Directions: Could you copy out every line of the entries below, requests included, with each point coordinate in the answers multiplied by 1.95 and rounded to a whole number, halves rounded up? Leave the pictures out.
>> start Information shown
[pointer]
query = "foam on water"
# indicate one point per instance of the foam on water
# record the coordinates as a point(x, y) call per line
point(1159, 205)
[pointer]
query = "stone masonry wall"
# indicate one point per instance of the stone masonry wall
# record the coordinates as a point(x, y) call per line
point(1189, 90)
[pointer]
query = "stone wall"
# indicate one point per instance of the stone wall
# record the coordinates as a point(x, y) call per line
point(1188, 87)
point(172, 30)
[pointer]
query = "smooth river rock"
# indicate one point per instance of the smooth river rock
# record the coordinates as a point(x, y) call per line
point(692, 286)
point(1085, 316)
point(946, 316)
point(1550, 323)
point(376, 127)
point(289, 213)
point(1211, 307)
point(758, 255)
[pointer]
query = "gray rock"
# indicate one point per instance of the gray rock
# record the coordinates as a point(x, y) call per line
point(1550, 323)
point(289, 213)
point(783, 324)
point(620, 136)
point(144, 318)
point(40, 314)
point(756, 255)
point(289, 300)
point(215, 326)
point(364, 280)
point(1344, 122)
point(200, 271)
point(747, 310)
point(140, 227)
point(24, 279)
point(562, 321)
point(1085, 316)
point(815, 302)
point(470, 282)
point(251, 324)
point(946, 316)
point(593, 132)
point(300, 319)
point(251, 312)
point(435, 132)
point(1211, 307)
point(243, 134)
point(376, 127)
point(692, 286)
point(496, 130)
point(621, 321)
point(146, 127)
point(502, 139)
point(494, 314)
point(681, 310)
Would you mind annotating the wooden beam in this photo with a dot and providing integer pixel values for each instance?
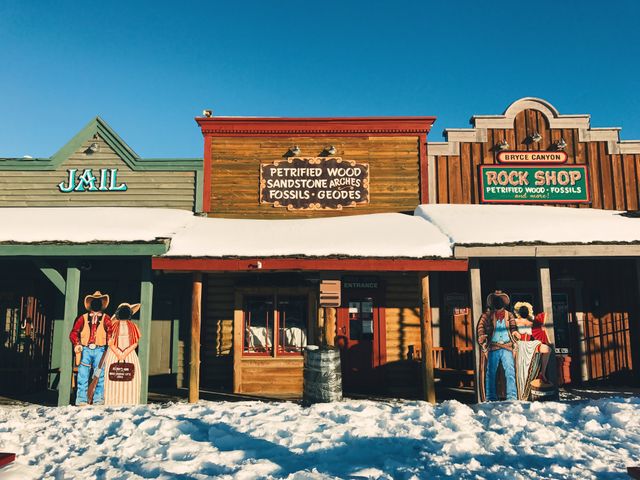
>> end Information shown
Task answer:
[pointer]
query = "foam on water"
# indicate one point per instance of the foam on water
# record the coordinates as a point(x, y) call per line
point(2260, 400)
[pointer]
query = "stone masonry wall"
# indicate one point per instance of the stone masonry wall
# record the coordinates as a point(x, y) call per line
point(2319, 176)
[pointer]
query = "stone wall"
# indicate one point per instance of the stone wall
# record the coordinates as a point(x, y) call per line
point(2317, 170)
point(335, 59)
[pointer]
query = "smooth river rock"
# indicate one point per instance of the smooth river rock
# record the coordinates as a point(x, y) call per line
point(1349, 558)
point(2116, 616)
point(1845, 616)
point(3023, 630)
point(733, 248)
point(564, 415)
point(2361, 599)
point(1478, 497)
[pointer]
query = "gray rock"
# indicate one point per instance of the gray rock
# record the coordinates as a point(x, y) call per line
point(3023, 630)
point(564, 415)
point(1527, 632)
point(1209, 265)
point(281, 620)
point(78, 612)
point(1474, 497)
point(564, 585)
point(419, 636)
point(710, 546)
point(2621, 238)
point(390, 528)
point(1457, 605)
point(273, 443)
point(47, 544)
point(1096, 626)
point(2116, 616)
point(1589, 589)
point(917, 550)
point(489, 632)
point(1845, 616)
point(1156, 257)
point(585, 622)
point(489, 608)
point(848, 257)
point(2361, 599)
point(474, 261)
point(733, 248)
point(1349, 558)
point(967, 254)
point(1211, 626)
point(285, 248)
point(979, 271)
point(963, 612)
point(1328, 605)
Would you mind annotating the wooden beam in this photo with a dot and providing integer pixel values for each instance?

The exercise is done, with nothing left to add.